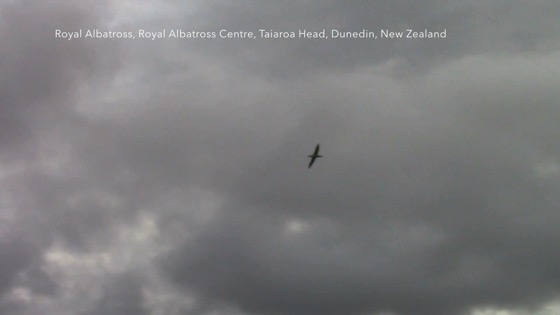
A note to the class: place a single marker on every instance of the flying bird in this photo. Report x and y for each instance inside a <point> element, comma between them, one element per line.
<point>314,156</point>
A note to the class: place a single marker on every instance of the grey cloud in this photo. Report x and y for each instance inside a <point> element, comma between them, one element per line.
<point>437,193</point>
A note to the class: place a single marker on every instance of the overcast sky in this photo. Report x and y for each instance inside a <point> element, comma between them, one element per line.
<point>169,176</point>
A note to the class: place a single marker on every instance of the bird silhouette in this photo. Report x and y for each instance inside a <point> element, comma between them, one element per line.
<point>314,156</point>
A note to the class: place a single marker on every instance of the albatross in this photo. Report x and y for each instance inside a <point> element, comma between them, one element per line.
<point>314,156</point>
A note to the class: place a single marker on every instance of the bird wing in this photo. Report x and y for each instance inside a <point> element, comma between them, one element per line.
<point>311,162</point>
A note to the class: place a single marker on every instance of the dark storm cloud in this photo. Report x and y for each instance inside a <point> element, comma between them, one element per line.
<point>431,212</point>
<point>123,296</point>
<point>472,28</point>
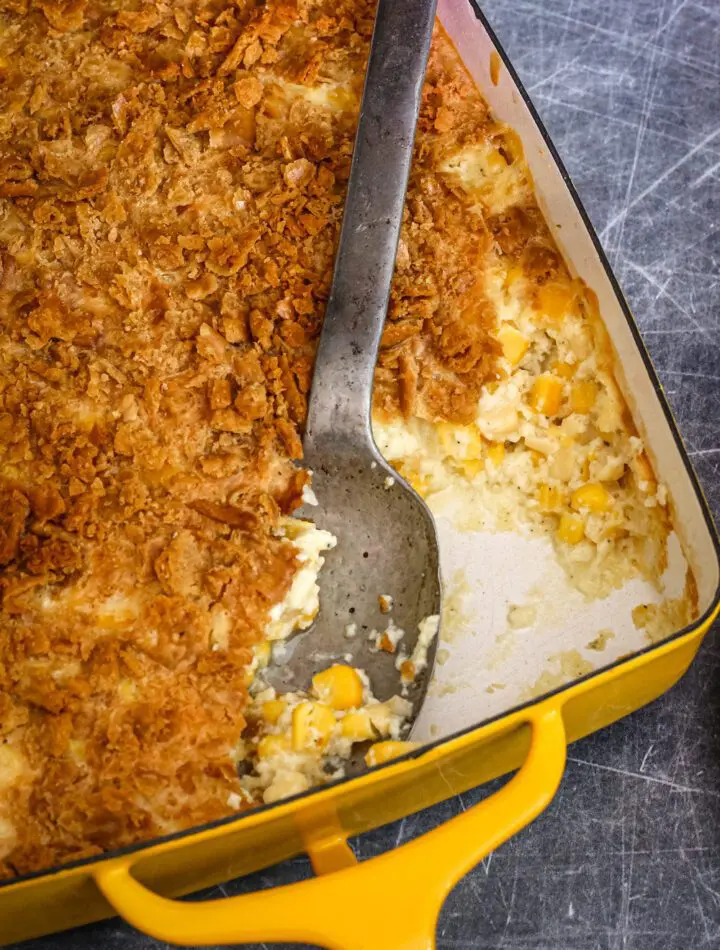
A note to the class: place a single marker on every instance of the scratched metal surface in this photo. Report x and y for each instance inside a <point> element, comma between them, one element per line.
<point>628,855</point>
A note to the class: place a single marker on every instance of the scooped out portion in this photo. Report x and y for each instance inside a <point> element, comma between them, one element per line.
<point>172,179</point>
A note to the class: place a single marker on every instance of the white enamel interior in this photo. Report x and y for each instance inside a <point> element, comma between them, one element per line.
<point>484,666</point>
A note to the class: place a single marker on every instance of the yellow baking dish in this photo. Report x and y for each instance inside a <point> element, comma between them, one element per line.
<point>400,893</point>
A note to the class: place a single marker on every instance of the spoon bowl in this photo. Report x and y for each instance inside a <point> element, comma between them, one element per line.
<point>386,538</point>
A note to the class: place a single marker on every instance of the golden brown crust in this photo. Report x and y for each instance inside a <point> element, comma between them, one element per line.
<point>170,204</point>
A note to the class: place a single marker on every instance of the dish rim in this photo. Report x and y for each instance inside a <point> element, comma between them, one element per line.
<point>613,666</point>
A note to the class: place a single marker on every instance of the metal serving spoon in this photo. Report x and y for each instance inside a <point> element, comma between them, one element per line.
<point>386,539</point>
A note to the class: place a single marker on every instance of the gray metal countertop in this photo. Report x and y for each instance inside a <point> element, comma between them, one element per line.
<point>628,855</point>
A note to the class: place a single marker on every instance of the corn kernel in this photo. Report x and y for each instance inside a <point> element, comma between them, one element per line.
<point>495,162</point>
<point>272,710</point>
<point>583,396</point>
<point>593,496</point>
<point>571,529</point>
<point>566,370</point>
<point>553,300</point>
<point>514,344</point>
<point>550,498</point>
<point>385,751</point>
<point>270,746</point>
<point>642,470</point>
<point>546,394</point>
<point>357,726</point>
<point>496,453</point>
<point>311,726</point>
<point>339,686</point>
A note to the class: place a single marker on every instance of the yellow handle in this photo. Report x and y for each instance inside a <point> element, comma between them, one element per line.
<point>387,903</point>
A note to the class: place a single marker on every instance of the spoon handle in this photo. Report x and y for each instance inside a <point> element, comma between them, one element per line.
<point>364,264</point>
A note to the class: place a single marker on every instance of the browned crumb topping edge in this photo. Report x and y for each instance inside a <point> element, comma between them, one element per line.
<point>170,203</point>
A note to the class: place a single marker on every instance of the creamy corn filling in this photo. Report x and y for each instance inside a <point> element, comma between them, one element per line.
<point>172,178</point>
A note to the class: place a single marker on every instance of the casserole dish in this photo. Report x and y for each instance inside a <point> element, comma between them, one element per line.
<point>320,822</point>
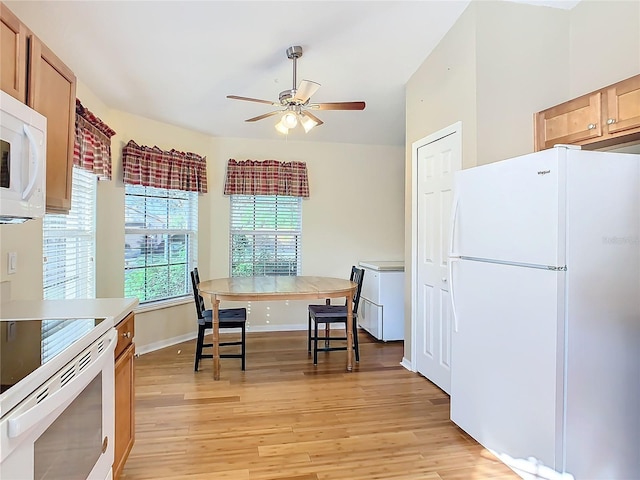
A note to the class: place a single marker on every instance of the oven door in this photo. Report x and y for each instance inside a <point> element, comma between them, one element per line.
<point>65,429</point>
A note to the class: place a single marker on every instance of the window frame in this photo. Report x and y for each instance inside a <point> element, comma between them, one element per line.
<point>177,267</point>
<point>77,277</point>
<point>288,209</point>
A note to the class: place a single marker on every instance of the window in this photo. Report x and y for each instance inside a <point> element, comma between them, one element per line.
<point>160,242</point>
<point>265,235</point>
<point>69,244</point>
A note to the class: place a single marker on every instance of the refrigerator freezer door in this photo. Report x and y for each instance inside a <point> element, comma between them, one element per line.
<point>506,358</point>
<point>509,210</point>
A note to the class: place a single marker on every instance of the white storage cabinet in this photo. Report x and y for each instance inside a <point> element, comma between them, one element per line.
<point>381,308</point>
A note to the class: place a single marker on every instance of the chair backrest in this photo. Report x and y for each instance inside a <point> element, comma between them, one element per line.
<point>357,275</point>
<point>200,307</point>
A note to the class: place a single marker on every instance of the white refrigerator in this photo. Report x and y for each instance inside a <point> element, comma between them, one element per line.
<point>545,287</point>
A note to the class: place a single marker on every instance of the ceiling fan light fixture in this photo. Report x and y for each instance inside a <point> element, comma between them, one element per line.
<point>281,128</point>
<point>289,120</point>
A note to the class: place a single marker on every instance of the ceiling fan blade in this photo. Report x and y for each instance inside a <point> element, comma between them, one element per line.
<point>265,115</point>
<point>305,90</point>
<point>312,117</point>
<point>248,99</point>
<point>338,106</point>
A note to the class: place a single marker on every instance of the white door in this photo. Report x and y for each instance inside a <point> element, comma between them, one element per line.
<point>435,159</point>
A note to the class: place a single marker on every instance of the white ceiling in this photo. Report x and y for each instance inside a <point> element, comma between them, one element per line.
<point>175,61</point>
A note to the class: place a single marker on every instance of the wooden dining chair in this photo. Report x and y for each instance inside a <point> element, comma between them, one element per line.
<point>228,318</point>
<point>330,314</point>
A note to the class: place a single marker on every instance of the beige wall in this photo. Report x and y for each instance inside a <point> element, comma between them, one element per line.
<point>501,63</point>
<point>355,212</point>
<point>604,44</point>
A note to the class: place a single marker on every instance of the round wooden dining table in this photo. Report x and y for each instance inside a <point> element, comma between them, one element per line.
<point>276,288</point>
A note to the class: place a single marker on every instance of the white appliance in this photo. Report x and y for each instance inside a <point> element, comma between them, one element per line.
<point>381,309</point>
<point>23,142</point>
<point>545,286</point>
<point>57,414</point>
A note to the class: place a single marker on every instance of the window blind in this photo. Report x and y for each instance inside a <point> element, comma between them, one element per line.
<point>59,334</point>
<point>69,244</point>
<point>265,235</point>
<point>160,242</point>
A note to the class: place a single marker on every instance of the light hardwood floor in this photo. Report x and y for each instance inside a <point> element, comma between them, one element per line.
<point>285,419</point>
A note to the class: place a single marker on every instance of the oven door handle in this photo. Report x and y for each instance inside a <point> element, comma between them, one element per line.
<point>64,395</point>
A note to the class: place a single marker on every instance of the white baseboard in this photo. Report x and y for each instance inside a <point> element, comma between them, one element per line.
<point>152,347</point>
<point>407,364</point>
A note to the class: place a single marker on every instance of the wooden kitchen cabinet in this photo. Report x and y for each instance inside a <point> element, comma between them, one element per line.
<point>33,74</point>
<point>52,92</point>
<point>602,118</point>
<point>124,394</point>
<point>13,51</point>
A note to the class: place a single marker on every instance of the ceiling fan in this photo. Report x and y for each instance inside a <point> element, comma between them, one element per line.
<point>294,103</point>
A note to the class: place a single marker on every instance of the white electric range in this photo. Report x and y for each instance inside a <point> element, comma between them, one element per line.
<point>57,398</point>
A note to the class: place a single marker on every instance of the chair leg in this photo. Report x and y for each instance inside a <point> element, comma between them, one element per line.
<point>309,335</point>
<point>315,343</point>
<point>355,339</point>
<point>244,351</point>
<point>199,344</point>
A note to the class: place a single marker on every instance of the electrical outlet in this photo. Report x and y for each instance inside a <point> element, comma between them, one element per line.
<point>12,262</point>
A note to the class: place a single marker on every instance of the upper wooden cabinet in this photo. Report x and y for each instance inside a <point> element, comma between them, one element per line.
<point>602,118</point>
<point>33,74</point>
<point>13,48</point>
<point>52,92</point>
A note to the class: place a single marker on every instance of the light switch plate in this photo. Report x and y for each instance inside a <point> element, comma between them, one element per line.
<point>12,262</point>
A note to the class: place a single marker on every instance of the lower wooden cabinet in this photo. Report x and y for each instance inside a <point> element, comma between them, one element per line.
<point>124,394</point>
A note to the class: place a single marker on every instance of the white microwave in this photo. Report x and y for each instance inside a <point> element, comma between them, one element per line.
<point>23,139</point>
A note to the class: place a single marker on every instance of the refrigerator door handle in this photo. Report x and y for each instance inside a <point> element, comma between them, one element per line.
<point>454,217</point>
<point>452,258</point>
<point>451,288</point>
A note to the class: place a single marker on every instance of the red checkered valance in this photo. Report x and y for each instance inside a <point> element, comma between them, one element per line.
<point>174,170</point>
<point>267,177</point>
<point>92,145</point>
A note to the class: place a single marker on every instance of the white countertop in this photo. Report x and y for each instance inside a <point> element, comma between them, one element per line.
<point>384,265</point>
<point>118,308</point>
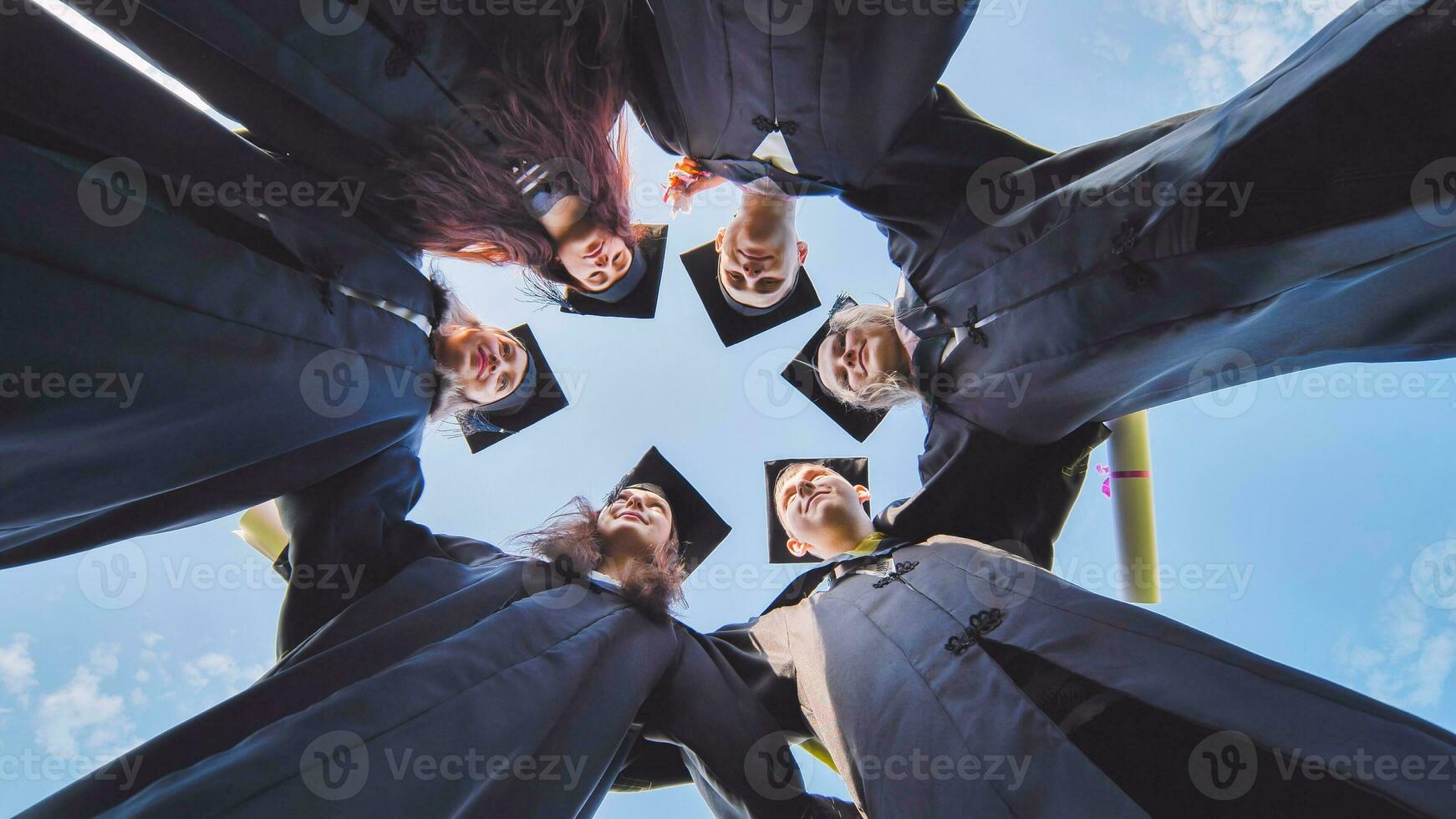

> **What the task requires**: Write out again the records starting at the line that contains "of the grey" and ending at the line that contains "<point>169,176</point>", requests included. Shift every coordinate in the answers by adding 21 to it.

> **Result below**:
A note to the class: place a single marker on every instance of the grey cloud in this photo. Report x and y for each instance inside a <point> element, comma between them, one element per line.
<point>458,214</point>
A note to the class: place a single marker on every instance of the overcast sky in this photo. Report x and y for each instance inside a <point> element, comma between them, one element per line.
<point>190,197</point>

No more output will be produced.